#### Prompt 1
Output everything in the screenout passage from "If tortuosity, an" down to "to the wellbore.", copied word for word.

#### Document extract
Note the two rate changes starting at about 28 minutes. Neither produced
the step-wise change in BHTP that would be expected from a restriction
near the well (tortuosity). The only reactions were a slight reduction in
the rate of pressure increase when we slowed the pump rate, and an even
quicker increase in the pressure while we increased the pump rate. This is
what a tip screenout should look like, except that the other pressure
characteristics show that it occurred close to the well.
Furthermore, it seems one of the other possible explanations for the
quickly-rising pressure, that a near-wellbore, immobile proppant bank
formed between the well and a single fracture, also is not entirely
consistent with this observation. As long as a proppant bank still has
open space so fluid can pass, it should act similarly to tortuosity, that
is, as a flow restriction. The remaining possibility, that the
perforations were nearly covered with sand because of inadequate
viscosity, also is not consistent with the data for the same reasons.
Although their exact functional relationships vary, all restrictions
produce frictional pressure changes in response to rate changes.
If tortuosity, an immobile proppant bank, or covered perfs are not the
causes of this type of screenout, then what is? When this data set is
analyzed in the context of the recent studies that have either
shown.sup.10 or deduced.sup.2-5 the existence of multiple fracture
strands, it seems likely the answer is multiple fracture strands. This
treating record, which is similar to many other wells, seems to eliminate
tortuosity and other near-well restrictions as the cause of the
proppant-induced pressure increase that eventually leads to a
low-concentration screenout.
The other pressure anomaly, the quickness of the pressure fall-off after
shut down, can be attributed to (1) the large amount of fracture surface
area that is exposed by multiple narrow fracture strands relative to the
fluid volume, and (2) the proximity of the leak-off area to the wellbore.
This allows the pressure to decline much more quickly than it would from a
wider single fracture, and certainly more quickly than from a single
fracture that had partially grown into impermeable bounding beds. The
differences between the record from Canyon Sand Well 03 and the
ideal-geometry examples shown previously in FIGS. 2 and 3 are the
differences between multi-stranded fracturing behavior and ideal geometry
behavior.
However, we collected the data set from Canyon Sand Well 03 in early 1993,
before there had been widespread discussion that multiple fractures might
be a significant complication of frac jobs, and we didn't immediately
recognize the significance of the data. In late 1993, we still thought
that a tortuous connection from the wellbore to a single, planar fracture
was the problem, based upon numerous studies such as Cleary et al.sup.2
and Deimbacher et al.sup.17. Since another technique.sup.2 for using
proppant slugs to solve tortuosity problems had already been documented,
we thought it was the most likely solution to our screenout problems.

#### Prompt 2
Show every line of the listing that contains the string "woven", matching case.

#### Task data
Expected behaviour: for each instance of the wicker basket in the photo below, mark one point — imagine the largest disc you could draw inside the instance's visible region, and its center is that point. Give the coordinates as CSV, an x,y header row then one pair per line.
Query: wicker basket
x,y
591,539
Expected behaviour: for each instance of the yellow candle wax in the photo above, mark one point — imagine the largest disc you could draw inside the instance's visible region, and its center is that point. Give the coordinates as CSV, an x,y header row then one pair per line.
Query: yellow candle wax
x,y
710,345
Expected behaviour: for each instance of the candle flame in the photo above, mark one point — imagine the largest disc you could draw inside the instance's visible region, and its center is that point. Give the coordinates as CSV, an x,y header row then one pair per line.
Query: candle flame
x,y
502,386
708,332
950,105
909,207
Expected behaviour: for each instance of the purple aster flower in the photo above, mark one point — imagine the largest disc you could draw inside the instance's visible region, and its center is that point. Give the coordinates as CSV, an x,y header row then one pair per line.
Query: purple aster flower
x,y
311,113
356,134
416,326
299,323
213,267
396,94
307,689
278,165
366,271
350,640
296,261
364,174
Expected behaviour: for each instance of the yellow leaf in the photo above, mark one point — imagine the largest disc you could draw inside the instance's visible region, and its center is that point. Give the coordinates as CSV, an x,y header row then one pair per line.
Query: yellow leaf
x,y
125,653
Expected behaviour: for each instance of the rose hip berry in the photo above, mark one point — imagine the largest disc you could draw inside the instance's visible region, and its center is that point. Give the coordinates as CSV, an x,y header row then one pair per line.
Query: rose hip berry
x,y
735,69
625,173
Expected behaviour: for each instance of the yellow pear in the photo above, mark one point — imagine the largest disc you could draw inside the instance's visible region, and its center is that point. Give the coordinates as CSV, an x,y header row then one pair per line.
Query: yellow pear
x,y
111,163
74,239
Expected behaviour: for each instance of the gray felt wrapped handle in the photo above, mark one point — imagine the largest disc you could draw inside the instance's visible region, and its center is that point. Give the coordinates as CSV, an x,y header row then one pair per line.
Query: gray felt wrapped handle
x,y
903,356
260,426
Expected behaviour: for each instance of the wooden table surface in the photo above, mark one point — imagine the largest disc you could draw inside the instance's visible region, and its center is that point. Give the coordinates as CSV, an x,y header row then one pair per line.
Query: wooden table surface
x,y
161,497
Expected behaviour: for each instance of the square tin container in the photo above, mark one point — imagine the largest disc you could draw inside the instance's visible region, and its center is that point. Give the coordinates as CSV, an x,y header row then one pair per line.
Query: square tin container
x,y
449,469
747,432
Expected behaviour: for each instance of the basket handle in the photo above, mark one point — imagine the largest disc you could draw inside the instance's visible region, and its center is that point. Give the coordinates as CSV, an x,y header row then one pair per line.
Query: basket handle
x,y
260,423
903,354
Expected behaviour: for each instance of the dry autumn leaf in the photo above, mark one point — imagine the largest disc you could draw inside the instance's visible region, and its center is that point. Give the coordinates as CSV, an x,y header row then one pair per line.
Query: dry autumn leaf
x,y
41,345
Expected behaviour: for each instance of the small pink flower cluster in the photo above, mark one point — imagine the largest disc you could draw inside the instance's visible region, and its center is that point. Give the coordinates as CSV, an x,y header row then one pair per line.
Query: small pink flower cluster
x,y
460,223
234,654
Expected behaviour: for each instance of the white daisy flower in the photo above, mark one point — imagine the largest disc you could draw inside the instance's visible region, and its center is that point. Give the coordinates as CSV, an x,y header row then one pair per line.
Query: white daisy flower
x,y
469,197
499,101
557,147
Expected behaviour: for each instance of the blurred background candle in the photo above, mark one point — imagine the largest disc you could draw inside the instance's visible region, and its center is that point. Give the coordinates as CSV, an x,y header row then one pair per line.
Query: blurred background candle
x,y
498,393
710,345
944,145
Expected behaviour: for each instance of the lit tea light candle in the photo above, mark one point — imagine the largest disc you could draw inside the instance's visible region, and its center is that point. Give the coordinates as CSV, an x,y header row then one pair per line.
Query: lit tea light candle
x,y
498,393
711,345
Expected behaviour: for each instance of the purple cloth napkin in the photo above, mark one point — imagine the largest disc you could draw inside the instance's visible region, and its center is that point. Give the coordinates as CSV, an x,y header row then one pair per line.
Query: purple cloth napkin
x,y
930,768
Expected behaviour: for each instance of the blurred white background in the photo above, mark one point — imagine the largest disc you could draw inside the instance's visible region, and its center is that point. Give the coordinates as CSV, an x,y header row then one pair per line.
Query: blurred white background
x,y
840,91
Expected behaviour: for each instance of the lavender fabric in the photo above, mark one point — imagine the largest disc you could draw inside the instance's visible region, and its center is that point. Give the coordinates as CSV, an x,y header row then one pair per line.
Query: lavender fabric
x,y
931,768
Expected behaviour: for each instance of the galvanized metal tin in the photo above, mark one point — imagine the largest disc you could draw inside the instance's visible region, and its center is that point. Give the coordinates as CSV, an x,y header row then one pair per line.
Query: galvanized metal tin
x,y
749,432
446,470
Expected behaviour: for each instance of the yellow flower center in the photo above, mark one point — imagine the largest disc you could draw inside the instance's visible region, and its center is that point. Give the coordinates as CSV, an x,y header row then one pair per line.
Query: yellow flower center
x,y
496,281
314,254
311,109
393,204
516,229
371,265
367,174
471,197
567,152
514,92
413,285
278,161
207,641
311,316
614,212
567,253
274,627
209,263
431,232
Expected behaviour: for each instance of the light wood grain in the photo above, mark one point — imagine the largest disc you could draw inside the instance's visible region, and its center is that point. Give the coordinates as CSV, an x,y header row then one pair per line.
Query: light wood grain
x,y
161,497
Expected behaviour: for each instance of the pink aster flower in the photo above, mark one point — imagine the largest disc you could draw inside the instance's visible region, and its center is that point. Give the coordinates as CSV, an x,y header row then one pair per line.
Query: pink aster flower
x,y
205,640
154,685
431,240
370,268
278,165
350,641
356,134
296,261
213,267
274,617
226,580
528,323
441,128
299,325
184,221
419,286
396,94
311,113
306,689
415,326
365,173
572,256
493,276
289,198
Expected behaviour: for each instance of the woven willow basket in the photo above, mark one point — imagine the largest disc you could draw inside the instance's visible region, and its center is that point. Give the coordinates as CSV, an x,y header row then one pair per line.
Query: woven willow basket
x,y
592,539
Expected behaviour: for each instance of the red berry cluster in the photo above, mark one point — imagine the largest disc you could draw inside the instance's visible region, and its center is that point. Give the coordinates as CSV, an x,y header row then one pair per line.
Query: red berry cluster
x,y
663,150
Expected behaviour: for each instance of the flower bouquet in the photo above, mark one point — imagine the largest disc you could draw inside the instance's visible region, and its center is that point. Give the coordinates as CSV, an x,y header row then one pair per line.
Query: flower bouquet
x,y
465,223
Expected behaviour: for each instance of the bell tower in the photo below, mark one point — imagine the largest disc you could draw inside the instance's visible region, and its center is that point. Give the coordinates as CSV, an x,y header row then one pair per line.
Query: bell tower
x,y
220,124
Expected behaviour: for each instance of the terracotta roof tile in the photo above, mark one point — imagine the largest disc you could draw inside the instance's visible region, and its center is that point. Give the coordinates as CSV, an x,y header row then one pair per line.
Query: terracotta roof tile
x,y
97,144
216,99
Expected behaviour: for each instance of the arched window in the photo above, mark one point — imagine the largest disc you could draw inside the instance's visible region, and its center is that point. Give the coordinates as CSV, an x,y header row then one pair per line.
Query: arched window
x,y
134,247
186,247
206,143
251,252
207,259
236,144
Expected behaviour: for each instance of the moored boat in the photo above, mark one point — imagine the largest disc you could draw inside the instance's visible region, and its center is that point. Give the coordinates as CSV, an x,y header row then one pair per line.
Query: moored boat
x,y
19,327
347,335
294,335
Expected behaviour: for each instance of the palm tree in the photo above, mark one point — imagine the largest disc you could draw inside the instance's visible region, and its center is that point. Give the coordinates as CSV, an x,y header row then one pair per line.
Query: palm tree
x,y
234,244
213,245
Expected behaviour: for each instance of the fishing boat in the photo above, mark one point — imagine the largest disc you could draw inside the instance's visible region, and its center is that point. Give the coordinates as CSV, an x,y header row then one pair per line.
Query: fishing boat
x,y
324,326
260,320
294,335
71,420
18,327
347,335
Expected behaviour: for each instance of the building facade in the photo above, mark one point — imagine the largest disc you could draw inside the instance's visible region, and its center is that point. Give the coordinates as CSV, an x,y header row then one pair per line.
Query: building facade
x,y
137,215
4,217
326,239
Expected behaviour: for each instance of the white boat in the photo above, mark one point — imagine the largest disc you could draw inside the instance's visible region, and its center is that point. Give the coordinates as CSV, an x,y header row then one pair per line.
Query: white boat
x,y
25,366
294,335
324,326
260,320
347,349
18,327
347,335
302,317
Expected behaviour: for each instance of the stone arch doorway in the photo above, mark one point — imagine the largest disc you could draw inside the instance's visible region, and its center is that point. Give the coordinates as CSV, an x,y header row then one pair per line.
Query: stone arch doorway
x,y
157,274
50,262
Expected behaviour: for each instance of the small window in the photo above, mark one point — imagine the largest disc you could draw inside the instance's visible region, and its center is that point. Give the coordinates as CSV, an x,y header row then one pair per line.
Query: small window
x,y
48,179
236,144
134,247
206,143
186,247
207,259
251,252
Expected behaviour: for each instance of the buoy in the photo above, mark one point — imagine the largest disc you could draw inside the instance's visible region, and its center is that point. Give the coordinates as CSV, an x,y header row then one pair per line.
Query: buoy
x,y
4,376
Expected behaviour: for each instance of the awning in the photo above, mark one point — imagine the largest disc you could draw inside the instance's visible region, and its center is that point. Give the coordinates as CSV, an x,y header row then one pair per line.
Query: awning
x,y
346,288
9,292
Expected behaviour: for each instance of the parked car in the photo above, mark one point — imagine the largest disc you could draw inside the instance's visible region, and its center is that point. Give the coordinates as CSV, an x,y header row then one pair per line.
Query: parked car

#### Complete response 1
If tortuosity, an immobile proppant bank, or covered perfs are not the
causes of this type of screenout, then what is? When this data set is
analyzed in the context of the recent studies that have either
shown.sup.10 or deduced.sup.2-5 the existence of multiple fracture
strands, it seems likely the answer is multiple fracture strands. This
treating record, which is similar to many other wells, seems to eliminate
tortuosity and other near-well restrictions as the cause of the
proppant-induced pressure increase that eventually leads to a
low-concentration screenout.
The other pressure anomaly, the quickness of the pressure fall-off after
shut down, can be attributed to (1) the large amount of fracture surface
area that is exposed by multiple narrow fracture strands relative to the
fluid volume, and (2) the proximity of the leak-off area to the wellbore.

#### Complete response 2
Expected behaviour: for each instance of the woven willow basket in the photo above, mark one point — imagine the largest disc you could draw inside the instance's visible region, and its center is that point. Give the coordinates as CSV, an x,y header row then one pair per line.
Query: woven willow basket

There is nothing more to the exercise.